El mandato del “único votante”

El balotaje presidencial que tendrá lugar el próximo domingo ha planteado una difícil disyuntiva en el electorado. Mucha gente razonable, de derecha, centro o izquierda, se encuentra tensionada entre su rechazo a las posiciones radicalizadas y la inexperiencia en funciones públicas de Javier Milei, por un lado, y a la posibilidad, por el otro, de que se prolonguen, por la vía de Sergio Massa, la política y los comportamientos que definieron a cuatro gobiernos de raíz kirchnerista, sobre todo en el desmanejo de la economía nacional, la desaparición de inversiones, la inseguridad y la corrupción entendida en sus más diversas modalidades, como el espionaje ilegal puesto al descubierto estos días en escalada descomunal.

● Datos proporcionados:
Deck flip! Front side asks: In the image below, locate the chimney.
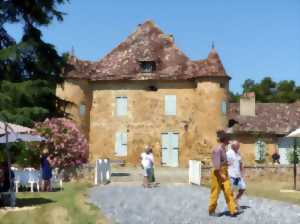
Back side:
[240,92,255,117]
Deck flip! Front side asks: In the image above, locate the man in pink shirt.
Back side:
[208,133,237,216]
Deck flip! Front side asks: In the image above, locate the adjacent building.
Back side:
[56,21,300,167]
[228,93,300,164]
[57,21,230,167]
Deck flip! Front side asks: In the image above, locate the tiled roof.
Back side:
[229,102,300,135]
[65,21,230,81]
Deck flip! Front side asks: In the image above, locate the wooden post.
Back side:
[294,138,298,190]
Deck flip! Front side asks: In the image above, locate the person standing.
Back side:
[226,141,246,208]
[141,146,154,187]
[41,149,52,191]
[208,133,237,216]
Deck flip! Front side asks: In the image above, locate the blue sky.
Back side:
[6,0,300,92]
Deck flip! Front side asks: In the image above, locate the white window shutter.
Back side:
[79,103,86,116]
[221,100,227,114]
[121,132,127,156]
[115,132,127,156]
[165,95,176,115]
[115,132,122,155]
[116,96,127,116]
[170,133,179,150]
[255,140,266,161]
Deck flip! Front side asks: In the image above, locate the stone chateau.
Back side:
[57,21,300,167]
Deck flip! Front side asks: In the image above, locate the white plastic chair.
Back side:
[24,167,40,192]
[51,168,63,190]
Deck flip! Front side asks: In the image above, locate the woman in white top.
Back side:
[141,146,154,187]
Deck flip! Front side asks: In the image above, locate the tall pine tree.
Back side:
[0,0,66,126]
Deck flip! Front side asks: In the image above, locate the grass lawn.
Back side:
[0,182,107,224]
[247,180,300,205]
[203,180,300,205]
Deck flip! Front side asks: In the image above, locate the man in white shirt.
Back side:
[226,141,246,206]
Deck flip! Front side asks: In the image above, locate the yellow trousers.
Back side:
[208,166,236,214]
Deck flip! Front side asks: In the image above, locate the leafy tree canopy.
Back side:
[231,77,300,103]
[0,0,67,125]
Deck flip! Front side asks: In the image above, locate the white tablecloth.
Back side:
[14,170,41,185]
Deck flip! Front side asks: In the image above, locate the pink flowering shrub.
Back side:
[35,118,88,170]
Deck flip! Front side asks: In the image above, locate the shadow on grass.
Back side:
[111,173,130,177]
[17,198,55,207]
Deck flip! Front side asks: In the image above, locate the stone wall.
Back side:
[89,81,227,167]
[201,165,300,183]
[56,79,92,138]
[56,79,228,167]
[233,134,278,165]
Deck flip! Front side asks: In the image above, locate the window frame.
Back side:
[139,61,156,73]
[115,96,128,117]
[164,95,177,116]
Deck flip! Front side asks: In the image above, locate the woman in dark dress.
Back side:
[41,149,52,191]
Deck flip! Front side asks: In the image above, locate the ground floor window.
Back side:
[115,132,127,156]
[255,139,267,162]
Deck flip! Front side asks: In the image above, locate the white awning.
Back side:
[0,133,46,144]
[286,128,300,138]
[0,121,34,135]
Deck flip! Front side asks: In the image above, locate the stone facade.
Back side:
[56,21,230,167]
[57,78,228,166]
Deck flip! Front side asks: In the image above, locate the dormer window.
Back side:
[140,61,156,73]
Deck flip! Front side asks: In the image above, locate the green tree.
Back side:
[0,0,66,125]
[238,77,300,103]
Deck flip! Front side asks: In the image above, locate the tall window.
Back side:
[140,61,156,73]
[255,140,267,162]
[79,103,86,116]
[165,95,176,116]
[221,100,227,114]
[116,96,127,116]
[115,132,127,156]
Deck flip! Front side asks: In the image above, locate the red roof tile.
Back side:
[65,21,230,81]
[228,102,300,135]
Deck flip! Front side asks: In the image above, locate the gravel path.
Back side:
[89,184,300,224]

● Qué hacer:
1 – Según el texto sobre el balotaje, ¿cuántos gobiernos de raíz kirchnerista se mencionan?
2 – Por favor, prosigue el texto sobre el balotaje desde el punto en que termina.
Los datos no tienen relación con el texto sobre el balotaje.

● Respuestas del ejercicio:
1 – Cuatro.

2 –
Estamos así ante una vacilación legítima, en un país que merecería alternativas menos cuestionables. Es un cuadro de cuya existencia sabíamos antes del debate del domingo último y es lo que hay a días de los comicios. No es posible diseñar candidatos imaginarios mediante la inteligencia artificial: los dos que quedaron al final en la liza son resultado de elecciones libres y fruto peculiar, y más o menos inesperado, de una cultura nacional. Cuando se dice “ninguno me representa”, la derivación inmediata sería el acto de no presentarse a votar, votar en blanco o en forma nula, o mudarse a otro país, donde haya políticos empáticos, sin la carga de caracterizaciones personales y antecedentes que la sociedad aspiraría a no tener que enfrentar después de un larguísimo ciclo de desgaste emocional y energías declinantes por la obstinación de una crisis que deja sin respiro a la sociedad. Aquellos supuestos consuelos implican, sin embargo, desentenderse de la acción colectiva sin asumir compromisos personales y prepararse para vivir como extraños como si se estuviera en una nación enajenada por culpa de los demás.

Nos hallamos ante una encrucijada compleja, pues están en juego valores, dogmas y creencias e, incluso, la resignación pragmática de que la política es, al fin de cuentas, el arte de lo posible. Se trata de una elección particularmente difícil para los votantes de ambos lados del centro. Ninguno de los candidatos –conviene enfatizarlo– cumple con el formato de un ideario suficientemente extendido en la sociedad. Y recurrir a la tercera vía, que es la de lavarse las manos en tren comprensible de pretender mantenerse neutrales como ciudadanos, dejará entre no pocos de quienes la sigan un sabor amargo.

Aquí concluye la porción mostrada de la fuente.